Your answer should be the lines below from the one holding "12L201 0L157 1L153" through the one holding "positive clicks: (251, 21) (252, 19)", copied exactly and with nothing else.

——————————

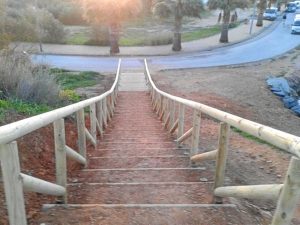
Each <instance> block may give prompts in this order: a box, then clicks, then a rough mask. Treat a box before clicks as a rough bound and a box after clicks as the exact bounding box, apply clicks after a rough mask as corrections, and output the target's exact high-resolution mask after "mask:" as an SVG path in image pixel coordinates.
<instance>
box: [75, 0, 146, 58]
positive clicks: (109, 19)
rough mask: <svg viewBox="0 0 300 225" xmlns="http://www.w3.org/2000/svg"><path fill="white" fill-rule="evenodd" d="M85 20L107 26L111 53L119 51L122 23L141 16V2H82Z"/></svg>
mask: <svg viewBox="0 0 300 225" xmlns="http://www.w3.org/2000/svg"><path fill="white" fill-rule="evenodd" d="M81 2H82V6H83V10H84V15H83V16H84V19H85V20H87V21H88V22H89V23H93V24H99V25H100V24H105V25H106V26H108V28H109V42H110V53H111V54H116V53H119V52H120V49H119V34H120V27H121V24H122V22H124V21H126V20H129V19H131V18H134V17H136V16H138V15H139V13H140V12H141V10H142V4H141V1H140V0H101V1H99V0H81Z"/></svg>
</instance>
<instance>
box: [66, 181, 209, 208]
mask: <svg viewBox="0 0 300 225" xmlns="http://www.w3.org/2000/svg"><path fill="white" fill-rule="evenodd" d="M68 191H69V195H68V199H69V201H68V202H69V203H71V204H200V203H201V204H208V203H211V202H212V195H211V192H212V183H208V182H205V183H204V182H139V183H73V184H69V185H68Z"/></svg>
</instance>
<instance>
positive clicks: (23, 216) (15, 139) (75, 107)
mask: <svg viewBox="0 0 300 225" xmlns="http://www.w3.org/2000/svg"><path fill="white" fill-rule="evenodd" d="M120 69H121V60H119V63H118V69H117V73H116V78H115V81H114V83H113V85H112V87H111V89H110V90H109V91H107V92H105V93H104V94H102V95H100V96H97V97H94V98H90V99H87V100H84V101H81V102H78V103H75V104H72V105H69V106H66V107H63V108H59V109H56V110H53V111H50V112H47V113H43V114H41V115H37V116H34V117H31V118H27V119H24V120H20V121H17V122H14V123H11V124H8V125H4V126H2V127H0V160H1V169H2V177H3V183H4V192H5V199H6V205H7V209H8V217H9V223H10V224H11V225H26V224H27V221H26V214H25V204H24V194H23V191H31V192H37V193H41V194H48V195H53V196H58V198H59V200H60V201H61V202H62V203H67V188H66V186H67V164H66V161H67V157H69V158H71V159H73V160H75V161H77V162H78V163H80V164H82V165H84V166H86V165H87V158H86V156H87V154H86V139H88V140H89V141H90V142H91V143H92V144H93V145H94V146H96V145H97V131H98V133H99V134H100V135H101V136H102V135H103V130H104V128H105V127H106V126H107V123H108V121H109V120H111V118H112V116H113V113H114V108H115V104H116V98H117V95H118V85H119V80H120ZM85 108H88V109H89V112H90V130H88V129H87V128H86V125H85V111H84V110H85ZM74 113H75V115H76V121H77V133H78V149H77V151H75V150H74V149H72V148H71V147H69V146H67V145H66V137H65V136H66V134H65V124H64V118H65V117H67V116H70V115H72V114H74ZM51 123H53V127H54V141H55V166H56V184H53V183H50V182H47V181H44V180H41V179H39V178H35V177H32V176H29V175H26V174H23V173H21V168H20V162H19V154H18V147H17V142H16V139H18V138H20V137H23V136H24V135H26V134H29V133H31V132H33V131H35V130H38V129H40V128H42V127H45V126H47V125H49V124H51Z"/></svg>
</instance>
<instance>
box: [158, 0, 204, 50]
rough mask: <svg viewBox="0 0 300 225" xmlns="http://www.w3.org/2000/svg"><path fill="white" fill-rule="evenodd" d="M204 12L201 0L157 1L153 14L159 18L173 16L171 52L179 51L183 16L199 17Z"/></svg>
mask: <svg viewBox="0 0 300 225" xmlns="http://www.w3.org/2000/svg"><path fill="white" fill-rule="evenodd" d="M203 10H204V6H203V2H202V0H176V1H175V0H157V1H156V2H155V4H154V8H153V12H154V14H156V15H158V16H160V17H164V18H166V17H170V16H172V15H174V37H173V46H172V50H173V51H180V50H181V48H182V47H181V28H182V18H183V17H184V16H189V17H200V13H201V11H203Z"/></svg>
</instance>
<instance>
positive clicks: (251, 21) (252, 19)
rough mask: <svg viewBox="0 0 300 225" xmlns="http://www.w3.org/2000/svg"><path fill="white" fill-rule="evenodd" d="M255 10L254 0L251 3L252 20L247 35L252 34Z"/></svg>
mask: <svg viewBox="0 0 300 225" xmlns="http://www.w3.org/2000/svg"><path fill="white" fill-rule="evenodd" d="M255 8H256V0H255V1H254V3H253V14H252V20H251V24H250V31H249V34H252V28H253V23H254V15H255Z"/></svg>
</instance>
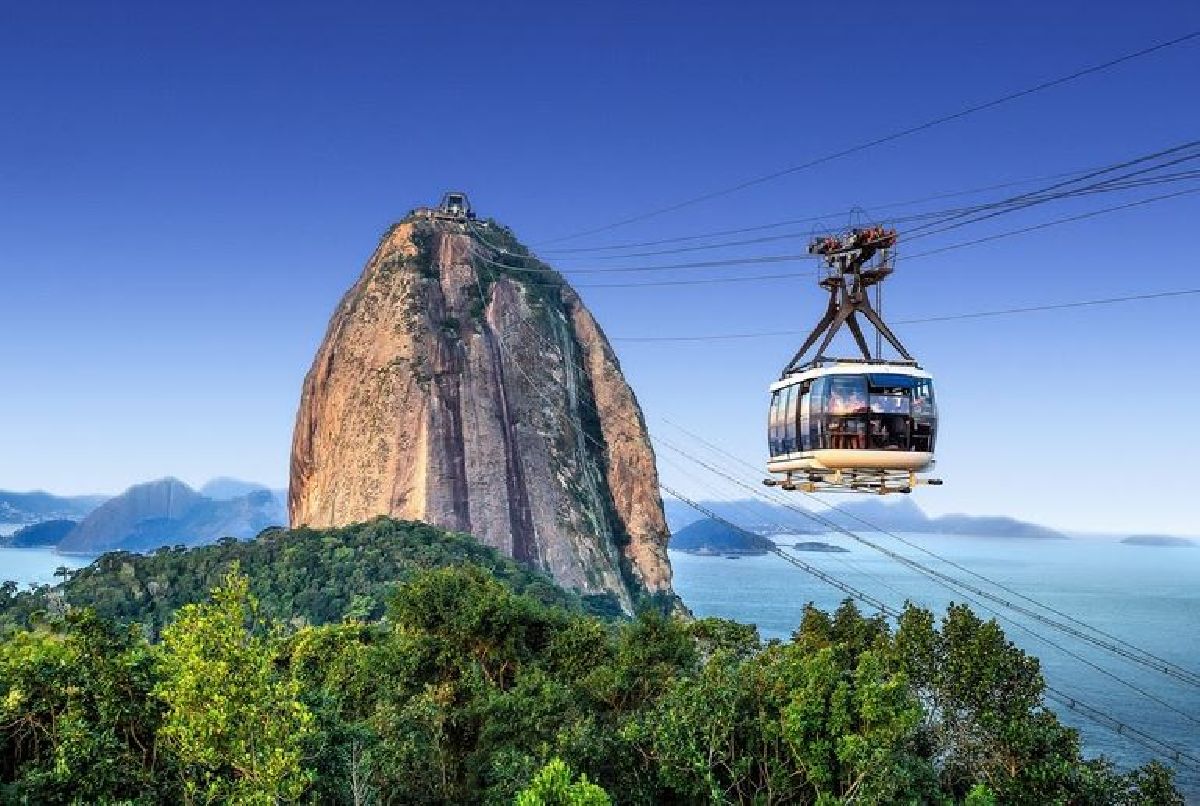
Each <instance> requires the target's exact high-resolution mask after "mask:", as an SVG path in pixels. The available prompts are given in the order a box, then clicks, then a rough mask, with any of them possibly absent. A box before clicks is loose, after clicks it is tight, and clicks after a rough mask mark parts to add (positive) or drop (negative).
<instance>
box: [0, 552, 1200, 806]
mask: <svg viewBox="0 0 1200 806" xmlns="http://www.w3.org/2000/svg"><path fill="white" fill-rule="evenodd" d="M904 537H905V539H906V540H910V541H912V542H914V543H917V545H919V546H922V547H924V548H926V549H929V551H931V552H935V553H936V554H938V555H943V557H947V558H949V559H952V560H954V561H955V563H959V564H960V565H962V566H965V567H968V569H971V570H972V571H976V572H978V573H982V575H984V576H986V577H989V578H992V579H996V581H998V582H1001V583H1003V584H1004V585H1007V587H1009V588H1012V589H1014V590H1018V591H1020V593H1022V594H1025V595H1027V596H1031V597H1033V599H1036V600H1038V601H1040V602H1044V603H1046V604H1050V606H1051V607H1055V608H1056V609H1058V610H1062V612H1064V613H1068V614H1070V615H1074V616H1075V618H1079V619H1081V620H1084V621H1086V622H1087V624H1091V625H1093V626H1096V627H1099V628H1102V630H1104V631H1105V632H1109V633H1111V634H1114V636H1117V637H1120V638H1122V639H1124V640H1128V642H1130V643H1133V644H1135V645H1138V646H1141V648H1142V649H1146V650H1148V651H1151V652H1154V654H1156V655H1158V656H1160V657H1164V658H1166V660H1170V661H1172V662H1175V663H1178V664H1180V666H1183V667H1184V668H1188V669H1192V670H1196V672H1200V548H1160V547H1148V546H1126V545H1121V543H1118V542H1116V541H1104V540H1097V539H1087V540H1084V539H1078V540H1057V541H1055V540H1019V539H995V537H974V536H961V537H952V536H942V535H937V536H934V535H904ZM869 539H870V540H871V541H872V542H877V543H881V545H883V546H887V547H888V548H889V549H893V551H895V552H898V553H900V554H904V555H906V557H912V558H913V559H918V560H920V561H922V563H923V564H925V565H929V566H931V567H934V569H936V570H940V571H943V572H946V573H948V575H950V576H955V577H961V576H962V575H961V572H959V571H956V570H954V569H950V567H949V566H944V565H942V564H941V563H940V561H938V560H935V559H932V558H930V557H928V555H924V554H922V553H920V552H918V551H917V549H913V548H910V547H907V546H904V545H901V543H900V542H898V541H895V540H894V539H892V537H887V536H881V535H869ZM778 540H779V542H781V543H791V542H794V541H805V540H822V541H824V542H829V543H834V545H838V546H842V547H844V548H847V549H848V553H845V554H840V553H839V554H832V553H829V554H826V553H812V552H805V553H802V554H799V557H800V559H803V560H804V561H805V563H808V564H810V565H812V566H815V567H817V569H821V570H822V571H826V572H828V573H829V575H832V576H835V577H836V578H839V579H841V581H844V582H846V583H848V584H851V585H853V587H854V588H857V589H859V590H863V591H866V593H870V594H871V595H874V596H875V597H877V599H880V600H882V601H884V602H887V603H888V604H890V606H894V607H899V606H900V604H901V603H902V602H904V601H906V600H910V601H912V602H914V603H917V604H922V606H924V607H930V608H932V609H934V610H935V612H937V610H943V609H944V608H946V606H947V604H948V603H949V602H950V601H962V597H961V596H956V595H955V594H953V593H950V591H948V590H946V589H944V588H942V587H940V585H938V584H937V583H935V582H932V581H930V579H928V578H925V577H922V576H918V575H917V573H916V572H914V571H910V570H908V569H906V567H904V566H901V565H899V564H898V563H895V561H894V560H892V559H888V558H886V557H883V555H882V554H878V553H876V552H875V551H874V549H871V548H868V547H865V546H862V545H859V543H856V542H852V541H850V540H848V539H846V537H844V536H840V535H827V536H823V537H814V536H811V535H804V536H798V537H796V539H794V541H793V540H792V539H787V537H779V539H778ZM88 559H89V558H83V557H71V555H62V554H58V553H55V552H54V551H53V549H48V548H0V581H2V579H14V581H17V582H18V583H20V584H22V587H24V585H26V584H28V583H50V582H54V570H55V569H56V567H59V566H67V567H79V566H82V565H85V564H86V563H88ZM671 563H672V566H673V567H674V585H676V590H677V591H678V593H679V595H680V596H682V597H683V600H684V602H686V604H688V607H690V608H691V609H692V612H695V613H696V614H697V615H701V616H707V615H715V616H722V618H727V619H736V620H738V621H743V622H748V624H755V625H757V627H758V630H760V632H761V634H762V636H763V638H786V637H787V636H790V634H791V632H792V630H794V628H796V626H797V625H798V624H799V620H800V615H802V613H803V608H804V604H805V603H808V602H814V603H815V604H817V606H818V607H821V608H824V609H833V608H835V607H838V604H839V603H840V602H841V600H842V599H844V597H845V596H844V594H842V593H841V591H839V590H836V589H833V588H829V587H828V585H826V583H823V582H821V581H818V579H816V578H814V577H811V576H809V575H806V573H805V572H803V571H802V570H799V569H797V567H794V566H791V565H788V564H787V563H785V561H784V560H781V559H779V558H778V557H774V555H766V557H746V558H740V559H737V560H730V559H725V558H722V557H697V555H692V554H683V553H679V552H671ZM971 582H972V583H973V584H976V585H977V587H980V588H984V589H989V590H991V589H990V588H989V587H988V585H986V584H985V583H982V582H979V581H977V579H971ZM994 593H997V594H998V595H1002V596H1004V594H1003V591H994ZM976 609H977V612H980V615H984V616H990V615H991V614H990V613H988V612H985V610H982V608H978V607H977V608H976ZM997 609H1000V608H998V607H997ZM1000 621H1001V624H1002V625H1003V626H1004V628H1006V633H1007V634H1008V637H1009V638H1010V639H1012V640H1014V642H1015V643H1016V644H1019V645H1020V646H1022V648H1024V649H1026V650H1028V651H1030V652H1032V654H1034V655H1037V656H1038V657H1039V658H1040V660H1042V663H1043V670H1044V673H1045V676H1046V680H1048V681H1049V682H1050V685H1052V686H1055V687H1056V688H1060V690H1062V691H1066V692H1068V693H1070V694H1073V696H1076V697H1078V698H1079V699H1080V700H1081V702H1084V703H1087V704H1088V705H1091V706H1093V708H1097V709H1100V710H1103V711H1104V712H1106V714H1110V715H1111V716H1114V717H1116V718H1118V720H1121V721H1122V722H1126V723H1127V724H1130V726H1133V727H1135V728H1138V729H1140V730H1144V732H1145V733H1147V734H1150V735H1152V736H1156V738H1158V739H1160V740H1163V741H1165V742H1168V744H1170V745H1172V746H1176V747H1178V748H1181V750H1184V751H1187V752H1190V753H1192V754H1194V756H1200V723H1196V722H1194V721H1192V720H1189V718H1188V717H1187V716H1182V715H1180V714H1176V712H1174V711H1171V710H1169V709H1168V708H1164V706H1163V705H1159V704H1158V703H1154V702H1152V700H1150V699H1147V698H1145V697H1144V696H1142V694H1140V693H1138V692H1134V691H1133V690H1130V688H1128V687H1127V686H1124V685H1122V684H1120V682H1117V681H1116V680H1114V679H1111V678H1109V676H1106V675H1105V674H1103V673H1100V672H1097V670H1096V669H1092V668H1090V667H1088V666H1086V664H1085V663H1082V662H1080V661H1079V660H1076V658H1073V657H1070V656H1069V655H1067V654H1066V652H1064V651H1063V649H1067V650H1070V651H1072V652H1074V654H1076V655H1079V656H1081V657H1084V658H1086V660H1087V661H1091V662H1092V663H1096V664H1097V666H1100V667H1102V668H1104V669H1106V670H1109V672H1111V673H1114V674H1116V675H1118V676H1121V678H1122V679H1124V680H1127V681H1129V682H1132V684H1134V685H1135V686H1138V687H1139V688H1141V690H1144V691H1147V692H1150V693H1152V694H1154V696H1156V697H1158V698H1159V699H1163V700H1165V702H1166V703H1169V704H1171V705H1174V706H1175V708H1176V709H1178V710H1180V711H1183V712H1184V714H1187V715H1189V716H1192V717H1195V718H1200V691H1198V690H1195V688H1193V687H1189V686H1186V685H1183V684H1178V682H1175V681H1172V680H1171V679H1169V678H1164V676H1163V675H1160V674H1158V673H1156V672H1152V670H1150V669H1146V668H1144V667H1141V666H1136V664H1133V663H1129V662H1127V661H1123V660H1121V658H1115V657H1112V656H1111V655H1109V654H1108V652H1105V651H1104V650H1102V649H1099V648H1094V646H1091V645H1090V644H1086V643H1082V642H1080V640H1078V639H1074V638H1072V637H1069V636H1064V634H1061V633H1058V632H1055V631H1051V630H1049V628H1048V627H1044V626H1042V625H1038V624H1037V622H1034V621H1031V620H1030V619H1027V618H1025V616H1020V615H1015V616H1013V618H1009V616H1008V614H1007V613H1006V614H1003V616H1002V618H1001V619H1000ZM1021 626H1025V627H1028V628H1031V630H1033V632H1034V633H1037V634H1032V633H1030V632H1026V631H1025V630H1022V628H1021ZM1038 636H1044V637H1046V638H1050V639H1051V640H1054V642H1055V644H1058V646H1052V645H1050V644H1048V643H1045V642H1044V640H1043V639H1042V638H1039V637H1038ZM1060 648H1062V649H1060ZM1051 706H1052V704H1051ZM1055 710H1056V711H1057V712H1058V715H1060V717H1061V718H1062V720H1063V721H1064V722H1066V723H1068V724H1072V726H1073V727H1076V728H1079V729H1080V732H1081V734H1082V736H1084V741H1085V747H1086V751H1087V752H1088V753H1090V754H1102V753H1103V754H1104V756H1108V757H1109V758H1111V759H1112V760H1114V762H1115V763H1116V764H1117V765H1118V766H1122V768H1128V766H1133V765H1136V764H1141V763H1144V762H1146V760H1148V759H1150V758H1152V757H1153V756H1152V754H1151V753H1150V752H1147V751H1145V750H1144V748H1141V747H1140V746H1138V745H1136V744H1133V742H1130V741H1129V740H1128V739H1127V738H1124V736H1121V735H1117V734H1115V733H1112V732H1111V730H1109V729H1108V728H1103V727H1099V726H1097V724H1094V723H1093V722H1091V721H1087V720H1086V718H1084V717H1081V716H1079V715H1076V714H1074V712H1072V711H1070V710H1067V709H1062V708H1056V709H1055ZM1163 760H1168V763H1170V762H1169V759H1163ZM1178 783H1180V786H1181V788H1182V789H1183V790H1184V794H1186V795H1187V799H1188V802H1189V804H1200V775H1198V774H1195V772H1190V771H1188V770H1186V769H1180V774H1178Z"/></svg>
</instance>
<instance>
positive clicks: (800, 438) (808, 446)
mask: <svg viewBox="0 0 1200 806" xmlns="http://www.w3.org/2000/svg"><path fill="white" fill-rule="evenodd" d="M811 399H812V395H810V387H809V386H808V384H805V386H804V389H803V393H802V395H800V429H799V443H800V444H799V449H800V450H802V451H810V450H812V431H811V429H812V423H811V422H810V421H809V402H810V401H811Z"/></svg>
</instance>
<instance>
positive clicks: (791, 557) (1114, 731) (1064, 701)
mask: <svg viewBox="0 0 1200 806" xmlns="http://www.w3.org/2000/svg"><path fill="white" fill-rule="evenodd" d="M661 487H662V491H664V492H666V493H667V494H668V495H671V497H672V498H676V499H678V500H679V501H683V503H684V504H686V505H688V506H689V507H691V509H692V510H695V511H697V512H700V513H701V515H704V516H707V517H709V518H713V519H714V521H716V522H719V523H722V524H725V525H726V527H728V528H730V529H733V530H734V531H738V533H743V534H745V533H746V530H745V529H743V528H740V527H738V525H737V524H734V523H732V522H731V521H728V519H727V518H722V517H721V516H719V515H716V513H715V512H713V511H712V510H710V509H708V507H706V506H703V505H702V504H700V503H697V501H694V500H692V499H690V498H688V497H686V495H684V494H682V493H679V492H678V491H676V489H674V488H673V487H670V486H667V485H661ZM772 553H773V554H775V555H776V557H779V558H782V559H784V560H785V561H787V563H788V564H791V565H793V566H796V567H797V569H800V570H802V571H804V572H805V573H808V575H810V576H812V577H814V578H816V579H820V581H821V582H824V583H826V584H828V585H830V587H832V588H835V589H836V590H840V591H842V593H844V594H846V595H847V596H850V597H851V599H854V600H858V601H860V602H863V603H865V604H868V606H870V607H872V608H875V609H877V610H878V612H880V613H881V614H883V615H886V616H888V618H890V619H896V620H898V619H899V618H900V615H901V614H900V613H899V612H898V610H896V609H895V608H893V607H889V606H888V604H887V603H886V602H882V601H880V600H877V599H875V597H874V596H871V595H870V594H866V593H864V591H862V590H859V589H857V588H854V587H853V585H851V584H848V583H845V582H842V581H840V579H838V578H836V577H834V576H833V575H829V573H827V572H824V571H822V570H820V569H817V567H815V566H812V565H811V564H809V563H805V561H803V560H800V559H799V558H797V557H793V555H791V554H786V553H784V552H782V551H780V549H776V551H774V552H772ZM986 609H990V608H986ZM1043 690H1044V691H1043V693H1044V696H1045V697H1046V698H1048V699H1054V700H1055V702H1057V703H1060V704H1061V705H1063V706H1066V708H1067V709H1069V710H1072V711H1074V712H1076V714H1080V715H1081V716H1084V717H1086V718H1088V720H1091V721H1092V722H1094V723H1097V724H1099V726H1102V727H1105V728H1108V729H1109V730H1112V732H1114V733H1116V734H1117V735H1121V736H1124V738H1126V739H1128V740H1129V741H1133V742H1134V744H1138V745H1141V746H1142V747H1145V748H1146V750H1150V751H1151V752H1152V753H1154V754H1157V756H1163V757H1165V758H1168V759H1170V760H1174V762H1175V763H1176V764H1180V765H1183V766H1189V768H1192V769H1195V770H1200V758H1198V757H1195V756H1192V754H1190V753H1188V752H1186V751H1182V750H1180V748H1178V747H1175V746H1174V745H1171V744H1169V742H1166V741H1163V740H1162V739H1158V738H1156V736H1153V735H1151V734H1148V733H1146V732H1144V730H1141V729H1139V728H1136V727H1134V726H1132V724H1128V723H1126V722H1122V721H1121V720H1117V718H1116V717H1114V716H1111V715H1110V714H1108V712H1105V711H1102V710H1100V709H1097V708H1093V706H1091V705H1087V704H1086V703H1084V702H1082V700H1080V699H1079V698H1078V697H1074V696H1073V694H1068V693H1066V692H1063V691H1061V690H1058V688H1056V687H1054V686H1050V685H1049V684H1046V682H1045V681H1043Z"/></svg>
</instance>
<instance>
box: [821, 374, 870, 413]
mask: <svg viewBox="0 0 1200 806" xmlns="http://www.w3.org/2000/svg"><path fill="white" fill-rule="evenodd" d="M827 380H828V381H829V387H828V392H827V393H826V397H824V401H826V413H827V414H838V415H846V414H864V413H866V411H868V410H869V404H868V398H866V377H865V375H829V377H828V378H827Z"/></svg>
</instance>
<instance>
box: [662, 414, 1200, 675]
mask: <svg viewBox="0 0 1200 806" xmlns="http://www.w3.org/2000/svg"><path fill="white" fill-rule="evenodd" d="M674 427H676V428H679V429H680V431H683V432H684V433H688V434H689V435H691V437H692V438H695V439H697V440H700V441H704V440H703V438H701V437H698V435H696V434H692V433H691V432H688V431H686V429H684V428H682V427H680V426H674ZM662 444H664V445H666V446H667V447H668V449H670V450H673V451H676V452H677V453H680V455H683V456H686V457H688V458H690V459H691V461H692V462H695V463H696V464H698V465H700V467H703V468H706V469H708V470H709V471H712V473H714V474H716V475H719V476H721V477H724V479H727V480H728V481H731V482H732V483H734V485H737V486H738V487H742V488H743V489H746V491H748V492H750V493H751V495H754V497H755V498H760V499H762V500H767V501H770V503H773V504H776V505H779V506H782V507H785V509H787V510H791V511H793V512H796V513H798V515H800V516H803V517H804V518H808V519H810V521H812V522H814V523H817V524H821V525H823V527H826V528H827V529H830V530H833V531H834V533H836V534H841V535H845V536H847V537H850V539H851V540H853V541H856V542H859V543H863V545H864V546H868V547H869V548H872V549H875V551H877V552H880V553H882V554H884V555H886V557H889V558H890V559H893V560H895V561H898V563H900V564H902V565H905V566H907V567H910V569H912V570H914V571H917V572H918V573H922V575H923V576H926V577H929V578H931V579H935V581H936V582H938V583H941V584H944V585H947V587H950V588H952V589H954V588H961V589H965V590H967V591H970V593H971V594H974V595H976V596H980V597H983V599H986V600H988V601H991V602H994V603H996V604H1001V606H1003V607H1007V608H1009V609H1010V610H1013V612H1016V613H1020V614H1022V615H1025V616H1027V618H1031V619H1034V620H1036V621H1039V622H1040V624H1044V625H1046V626H1049V627H1054V628H1056V630H1058V631H1060V632H1064V633H1067V634H1070V636H1073V637H1075V638H1079V639H1080V640H1085V642H1087V643H1090V644H1093V645H1096V646H1098V648H1100V649H1104V650H1106V651H1109V652H1111V654H1114V655H1118V656H1121V657H1124V658H1127V660H1129V661H1133V662H1135V663H1139V664H1140V666H1144V667H1146V668H1150V669H1153V670H1156V672H1158V673H1160V674H1164V675H1166V676H1169V678H1172V679H1175V680H1177V681H1180V682H1184V684H1187V685H1190V686H1198V687H1200V674H1196V673H1195V672H1192V670H1190V669H1186V668H1183V667H1180V666H1177V664H1175V663H1172V662H1170V661H1166V660H1165V658H1162V657H1159V656H1157V655H1154V654H1152V652H1150V651H1147V650H1144V649H1141V648H1139V646H1135V645H1134V644H1130V643H1128V642H1124V640H1121V639H1115V640H1110V639H1105V638H1098V637H1096V636H1092V634H1088V633H1086V632H1082V631H1081V630H1080V628H1078V627H1074V626H1072V625H1070V624H1063V622H1061V621H1056V620H1055V619H1051V618H1049V616H1046V615H1045V614H1043V613H1038V612H1037V610H1031V609H1030V608H1028V607H1025V606H1022V604H1018V603H1015V602H1010V601H1008V600H1006V599H1003V597H1001V596H997V595H996V594H992V593H990V591H986V590H982V589H979V588H978V587H976V585H972V584H971V583H967V582H964V581H961V579H955V578H953V577H950V576H949V575H947V573H944V572H941V571H937V570H936V569H931V567H929V566H925V565H923V564H922V563H919V561H917V560H914V559H912V558H908V557H906V555H904V554H900V553H898V552H895V551H893V549H889V548H887V547H886V546H881V545H880V543H876V542H874V541H870V540H868V539H865V537H863V536H862V535H859V534H858V533H856V531H853V530H851V529H847V528H846V527H844V525H841V524H838V523H836V522H834V521H830V519H829V518H826V517H823V516H821V515H817V513H815V512H811V511H809V510H804V509H800V507H797V506H794V505H793V504H791V503H790V501H782V500H779V499H775V498H774V497H770V495H768V494H766V493H763V492H762V491H761V489H758V488H757V487H754V486H750V485H748V483H745V482H743V481H740V480H738V479H736V477H733V476H731V475H728V474H727V473H725V471H724V470H720V469H719V468H715V467H714V465H712V464H710V463H707V462H704V461H703V459H701V458H698V457H695V456H692V455H690V453H688V452H686V451H684V450H683V449H680V447H678V446H676V445H672V444H671V443H668V441H666V440H662ZM706 444H708V445H712V444H710V443H706ZM714 450H718V451H720V449H714ZM728 456H730V458H733V459H734V461H737V462H739V463H742V464H748V463H745V462H744V461H742V459H738V458H737V457H733V456H732V455H728ZM802 494H804V495H806V497H808V498H811V499H812V500H815V501H817V503H820V504H822V505H823V506H827V504H826V503H824V501H822V500H821V499H818V498H816V497H815V495H811V494H809V493H802ZM872 528H874V529H875V530H876V531H878V533H880V534H882V535H887V536H889V537H892V539H894V540H896V541H898V542H900V543H904V545H905V546H908V547H910V548H914V549H917V551H919V552H922V553H924V554H928V555H930V557H932V558H935V559H938V560H940V561H942V563H946V564H947V565H949V566H952V567H955V566H956V564H954V563H953V561H952V560H948V559H946V558H943V557H941V555H940V554H937V553H935V552H931V551H929V549H926V548H924V547H922V546H919V545H918V543H913V542H912V541H910V540H906V539H904V537H901V536H900V535H898V534H895V533H893V531H889V530H887V529H883V528H882V527H877V525H874V524H872ZM956 567H959V569H962V566H956ZM962 570H965V569H962ZM968 573H972V575H973V576H977V577H979V578H980V579H984V581H986V582H988V584H991V585H995V587H996V588H1000V589H1002V590H1006V588H1004V585H1002V584H1000V583H996V582H995V581H991V579H989V578H988V577H983V576H982V575H977V573H974V572H970V571H968ZM1022 599H1027V600H1028V601H1031V602H1034V603H1036V606H1037V607H1042V608H1043V609H1048V610H1050V609H1052V608H1049V607H1048V606H1044V604H1042V603H1040V602H1036V600H1032V599H1028V597H1024V596H1022ZM1072 620H1073V621H1076V622H1078V624H1084V622H1082V621H1079V620H1078V619H1072ZM1085 628H1087V630H1091V631H1092V632H1097V633H1099V632H1100V631H1099V630H1096V628H1094V627H1091V626H1087V625H1085Z"/></svg>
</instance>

——————————

• RESPONSE TO THE TASK:
rough mask: <svg viewBox="0 0 300 225" xmlns="http://www.w3.org/2000/svg"><path fill="white" fill-rule="evenodd" d="M204 12L201 0L157 1L153 14L159 18L173 16L171 52L179 51L183 16L199 17Z"/></svg>
mask: <svg viewBox="0 0 300 225" xmlns="http://www.w3.org/2000/svg"><path fill="white" fill-rule="evenodd" d="M203 10H204V6H203V2H202V0H176V1H175V0H157V1H156V2H155V4H154V8H153V12H154V14H156V15H158V16H160V17H164V18H166V17H170V16H172V15H174V37H173V46H172V50H173V51H180V50H181V48H182V47H181V28H182V18H183V17H184V16H189V17H200V13H201V11H203Z"/></svg>
</instance>
<instance>
positive clicks: (251, 21) (252, 19)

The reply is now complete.